>>>>

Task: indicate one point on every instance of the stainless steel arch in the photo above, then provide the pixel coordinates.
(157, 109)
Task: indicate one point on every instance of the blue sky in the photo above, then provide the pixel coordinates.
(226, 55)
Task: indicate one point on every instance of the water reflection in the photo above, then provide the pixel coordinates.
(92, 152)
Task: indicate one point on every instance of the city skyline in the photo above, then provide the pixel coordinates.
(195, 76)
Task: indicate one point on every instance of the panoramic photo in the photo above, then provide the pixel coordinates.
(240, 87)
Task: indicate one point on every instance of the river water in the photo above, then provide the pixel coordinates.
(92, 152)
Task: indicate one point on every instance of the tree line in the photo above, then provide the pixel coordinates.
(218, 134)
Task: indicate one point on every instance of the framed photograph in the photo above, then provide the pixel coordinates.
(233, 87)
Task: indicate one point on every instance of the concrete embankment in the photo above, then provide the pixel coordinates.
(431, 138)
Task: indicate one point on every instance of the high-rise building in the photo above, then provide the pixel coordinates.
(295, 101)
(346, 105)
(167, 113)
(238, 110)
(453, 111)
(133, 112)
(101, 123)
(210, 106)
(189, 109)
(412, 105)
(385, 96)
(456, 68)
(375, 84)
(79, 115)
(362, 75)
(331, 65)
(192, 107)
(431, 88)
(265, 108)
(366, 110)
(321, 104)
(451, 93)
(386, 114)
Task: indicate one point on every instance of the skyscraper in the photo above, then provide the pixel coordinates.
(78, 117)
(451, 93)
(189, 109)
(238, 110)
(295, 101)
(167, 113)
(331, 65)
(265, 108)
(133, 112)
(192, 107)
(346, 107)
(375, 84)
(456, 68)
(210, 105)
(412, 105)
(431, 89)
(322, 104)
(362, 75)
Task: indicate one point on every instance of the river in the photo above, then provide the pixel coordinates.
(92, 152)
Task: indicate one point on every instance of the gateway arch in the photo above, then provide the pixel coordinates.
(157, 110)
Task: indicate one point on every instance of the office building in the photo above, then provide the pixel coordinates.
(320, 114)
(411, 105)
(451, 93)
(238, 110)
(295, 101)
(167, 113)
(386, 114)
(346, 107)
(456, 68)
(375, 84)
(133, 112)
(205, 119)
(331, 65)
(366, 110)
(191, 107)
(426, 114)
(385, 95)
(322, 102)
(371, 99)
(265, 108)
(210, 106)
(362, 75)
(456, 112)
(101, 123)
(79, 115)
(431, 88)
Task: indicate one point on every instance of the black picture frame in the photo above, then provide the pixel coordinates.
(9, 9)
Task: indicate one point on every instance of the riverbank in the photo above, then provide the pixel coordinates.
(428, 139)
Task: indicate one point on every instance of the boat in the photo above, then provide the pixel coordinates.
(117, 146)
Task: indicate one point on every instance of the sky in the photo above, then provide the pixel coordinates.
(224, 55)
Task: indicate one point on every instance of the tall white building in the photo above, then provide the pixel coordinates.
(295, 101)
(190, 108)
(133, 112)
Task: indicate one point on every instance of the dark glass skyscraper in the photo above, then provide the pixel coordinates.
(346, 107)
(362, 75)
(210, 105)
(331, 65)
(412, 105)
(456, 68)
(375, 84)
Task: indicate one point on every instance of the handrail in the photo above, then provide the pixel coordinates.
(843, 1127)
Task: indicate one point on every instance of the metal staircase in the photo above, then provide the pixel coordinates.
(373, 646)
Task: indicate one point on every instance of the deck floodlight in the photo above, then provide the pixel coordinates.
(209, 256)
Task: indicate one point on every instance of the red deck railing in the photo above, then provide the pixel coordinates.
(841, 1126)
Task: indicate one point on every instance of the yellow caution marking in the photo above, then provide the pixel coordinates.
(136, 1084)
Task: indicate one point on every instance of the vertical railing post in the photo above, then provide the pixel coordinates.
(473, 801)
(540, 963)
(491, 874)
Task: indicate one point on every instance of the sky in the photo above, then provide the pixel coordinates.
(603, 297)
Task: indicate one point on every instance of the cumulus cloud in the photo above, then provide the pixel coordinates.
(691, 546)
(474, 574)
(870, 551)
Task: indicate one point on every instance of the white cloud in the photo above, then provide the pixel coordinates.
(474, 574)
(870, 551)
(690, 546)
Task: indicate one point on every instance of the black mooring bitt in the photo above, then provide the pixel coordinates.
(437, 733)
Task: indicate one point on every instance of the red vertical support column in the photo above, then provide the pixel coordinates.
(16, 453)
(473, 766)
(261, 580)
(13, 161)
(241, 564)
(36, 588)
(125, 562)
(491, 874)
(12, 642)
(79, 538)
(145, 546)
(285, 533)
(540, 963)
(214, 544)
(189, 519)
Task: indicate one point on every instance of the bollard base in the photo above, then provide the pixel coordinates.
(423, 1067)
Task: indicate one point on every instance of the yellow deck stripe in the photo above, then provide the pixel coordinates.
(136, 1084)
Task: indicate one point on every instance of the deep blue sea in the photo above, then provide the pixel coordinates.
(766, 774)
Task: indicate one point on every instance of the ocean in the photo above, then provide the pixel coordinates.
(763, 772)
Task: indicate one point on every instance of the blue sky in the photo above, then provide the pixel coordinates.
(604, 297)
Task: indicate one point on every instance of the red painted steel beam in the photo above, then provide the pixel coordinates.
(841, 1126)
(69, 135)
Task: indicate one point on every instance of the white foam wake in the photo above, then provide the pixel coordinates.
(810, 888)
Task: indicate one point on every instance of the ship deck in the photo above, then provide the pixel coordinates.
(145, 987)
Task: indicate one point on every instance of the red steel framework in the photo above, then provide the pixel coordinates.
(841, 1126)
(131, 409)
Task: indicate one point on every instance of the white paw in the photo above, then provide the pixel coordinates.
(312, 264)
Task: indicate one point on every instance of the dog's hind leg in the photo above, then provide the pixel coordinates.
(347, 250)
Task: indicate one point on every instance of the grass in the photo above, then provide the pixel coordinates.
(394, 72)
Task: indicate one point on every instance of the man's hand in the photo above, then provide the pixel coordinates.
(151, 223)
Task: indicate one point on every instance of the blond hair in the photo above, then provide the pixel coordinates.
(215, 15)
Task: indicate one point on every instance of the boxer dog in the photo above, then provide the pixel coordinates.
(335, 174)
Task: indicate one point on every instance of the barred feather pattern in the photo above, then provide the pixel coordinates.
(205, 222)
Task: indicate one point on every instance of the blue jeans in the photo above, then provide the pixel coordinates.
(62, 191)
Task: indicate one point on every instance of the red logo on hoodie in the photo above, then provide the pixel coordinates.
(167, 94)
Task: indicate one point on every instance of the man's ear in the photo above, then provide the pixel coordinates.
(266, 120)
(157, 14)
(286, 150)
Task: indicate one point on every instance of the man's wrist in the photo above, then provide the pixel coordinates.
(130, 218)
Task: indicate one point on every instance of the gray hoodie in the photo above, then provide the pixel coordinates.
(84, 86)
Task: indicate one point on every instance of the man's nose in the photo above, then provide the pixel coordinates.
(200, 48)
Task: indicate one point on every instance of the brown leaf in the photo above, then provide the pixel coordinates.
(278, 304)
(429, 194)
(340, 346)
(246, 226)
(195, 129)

<<<<

▶ [Exercise]:
Output every record above exactly as it appears.

▶ [Task response]:
Task: indicate one point on every instance of the stainless steel arch in the photo above, then provide the pixel coordinates.
(157, 109)
Task: indicate one point on every instance of the blue sky in the photo above, then provide the pixel coordinates.
(226, 55)
Task: indicate one point on every instance of the water reflection in the photo above, then provide the pixel coordinates.
(92, 152)
Task: indicate one point on every instance of the city skyline in the photo above, then provide the pixel coordinates.
(195, 76)
Task: indicate one point on every instance of the panoramic photo in the photo above, then provide the pixel coordinates.
(240, 87)
Task: indicate one point on every instance of the river water in the photo above, then provide the pixel coordinates.
(92, 152)
Task: indicate one point on every instance of the tree line in the photo above, then provide the pixel coordinates.
(218, 134)
Task: indicate one point on every instance of the framed photograph in the photo above, then provide the pixel coordinates.
(233, 87)
Task: indicate one point on every instance of the concrete embankment in the photo above, then provide the pixel coordinates.
(431, 138)
Task: indicate one point on every instance of the high-rise building in the photo above, then provide the pixel coordinates.
(295, 101)
(346, 105)
(167, 113)
(238, 110)
(453, 111)
(133, 112)
(101, 123)
(210, 106)
(189, 109)
(412, 105)
(385, 96)
(456, 68)
(375, 84)
(79, 115)
(362, 75)
(331, 65)
(192, 107)
(431, 88)
(265, 108)
(366, 110)
(321, 104)
(451, 93)
(386, 114)
Task: indicate one point on every instance of the skyscraper in the photo above, then provide the pixel coordinates.
(78, 117)
(451, 93)
(189, 109)
(238, 110)
(295, 101)
(167, 113)
(331, 65)
(265, 108)
(133, 112)
(192, 107)
(346, 107)
(375, 84)
(456, 68)
(210, 105)
(412, 105)
(431, 89)
(322, 104)
(362, 75)
Task: indicate one point on every instance of the river in the photo above, then provide the pixel coordinates.
(92, 152)
Task: indicate one point on every instance of the gateway arch in the photo above, then provide the pixel coordinates.
(157, 110)
Task: indicate one point on every instance of the office building in the photo above, then provide the pixel coordinates.
(320, 114)
(411, 105)
(451, 93)
(238, 110)
(295, 101)
(167, 113)
(386, 114)
(346, 107)
(456, 68)
(375, 84)
(133, 112)
(205, 119)
(331, 65)
(366, 110)
(191, 107)
(426, 114)
(385, 95)
(322, 102)
(371, 99)
(265, 108)
(210, 106)
(362, 75)
(456, 112)
(101, 123)
(79, 115)
(431, 88)
Task: indicate one point on every instance of the black picture frame in the photo above, then provide the pixel coordinates.
(9, 9)
Task: indicate one point on every instance of the riverbank in the photo above, then provide the pixel coordinates.
(428, 139)
Task: indicate one point on every instance of the boat in the photo above, then provide the pixel coordinates.
(117, 146)
Task: indicate one point on every instance of the sky in the photo above, then provide the pixel coordinates.
(224, 55)
Task: indicate one point on every instance of the tall white building in the photo above, then provide the pixel coordinates.
(295, 101)
(190, 108)
(133, 112)
Task: indicate one point on every instance of the dark glass skyscraper in the photo above, then provide the pixel coordinates.
(346, 107)
(362, 75)
(210, 105)
(331, 65)
(412, 105)
(456, 68)
(375, 84)
Task: indicate one point on every instance of the handrail in the photo above, then provide the pixel coordinates.
(843, 1127)
Task: indicate one point on every instance of the metal staircase in the photo above, then provide the pixel coordinates.
(373, 646)
Task: indicate one point on every instance of the deck floodlight in the photo above, then provide the pixel coordinates.
(209, 256)
Task: indicate one point on every instance of the red deck railing in the photo above, then provide the pixel coordinates.
(841, 1126)
Task: indicate one point on every instance of the yellow caution marking in the photo above, then provide the pixel coordinates.
(136, 1084)
Task: indicate one point on every instance of the vertical railing post in the photo above, then provide the pixel coordinates.
(473, 801)
(540, 963)
(491, 874)
Task: indicate one point on every instance of the sky in the photo above, then provide the pixel coordinates.
(603, 297)
Task: indicate one point on every instance of the cumulus cloud in the photo above, then provide the pixel coordinates.
(691, 546)
(474, 574)
(870, 551)
Task: indicate one point on every instance of the white cloud in the photo above, then provide the pixel coordinates.
(474, 574)
(870, 551)
(690, 546)
Task: indicate one point on every instance of the black mooring bitt in the photo above, then provide the pixel coordinates.
(437, 733)
Task: indicate one point on every instance of the red vertical support column in the photo above, then provide the pixel coordinates.
(16, 453)
(473, 766)
(261, 580)
(13, 161)
(241, 564)
(36, 588)
(125, 562)
(491, 874)
(12, 642)
(79, 538)
(145, 546)
(285, 533)
(540, 963)
(214, 544)
(189, 519)
Task: indicate one point on every instance of the bollard base in the photo above, then provide the pixel coordinates.
(423, 1067)
Task: indicate one point on every instance of the yellow deck stripe in the photo above, then provide the pixel coordinates.
(136, 1084)
Task: indicate one point on every instance of the deep blue sea in the photo above, then provide the pixel coordinates.
(766, 774)
Task: indicate one point on every instance of the ocean in the photo above, then provide the pixel coordinates.
(763, 772)
Task: indicate one point on every instance of the blue sky in the photo above, then provide the pixel coordinates.
(604, 297)
Task: indicate one point on every instance of the red painted steel beam in the photo above, then provide the pixel coordinates.
(841, 1126)
(69, 135)
Task: indicate one point on every instance of the white foam wake in the photo above, then provide the pixel coordinates.
(810, 888)
Task: indicate one point on every instance of the ship deck in the photo above, then provide the pixel coordinates.
(145, 987)
Task: indicate one point on every instance of the red steel framework in the photo above, then provide the pixel coordinates.
(841, 1126)
(131, 409)
Task: indicate one point on every instance of the white paw in the photo above, then provide the pixel coordinates.
(312, 264)
Task: indicate one point on every instance of the dog's hind leg in the photo above, then provide the pixel coordinates.
(347, 250)
Task: indicate one point on every instance of the grass in the photo above, then provide the pixel coordinates.
(394, 72)
Task: indicate one point on every instance of the man's hand in the photo above, then provide the pixel coordinates.
(151, 223)
Task: indicate one point on every instance of the blond hair in the photo above, then provide the pixel coordinates.
(215, 15)
Task: indicate one point on every instance of the boxer dog in the photo above, then provide the pixel coordinates.
(335, 174)
Task: indicate one point on every instance of the barred feather pattern in the photo above, then provide the pixel coordinates.
(205, 222)
Task: indicate one point on every instance of the blue jeans in the photo above, then provide the pixel coordinates.
(62, 191)
Task: indicate one point on every instance of the red logo on hoodie in the photo above, then provide the pixel coordinates.
(167, 94)
Task: indicate one point on every instance of the man's ear in the photo above, then provide the pixel coordinates.
(266, 120)
(157, 14)
(286, 150)
Task: indicate one point on every instance of the man's wrist in the photo above, then provide the pixel coordinates.
(130, 218)
Task: indicate one point on every instance of the gray hoodie in the photo above, then provide the pixel coordinates.
(84, 86)
Task: indicate one point on every instance of the man's nose in the photo above, then provide the pixel coordinates.
(200, 48)
Task: indicate one point on every instance of the brown leaf in the photo above, then provide the pixel coordinates.
(278, 304)
(429, 194)
(340, 346)
(246, 226)
(195, 129)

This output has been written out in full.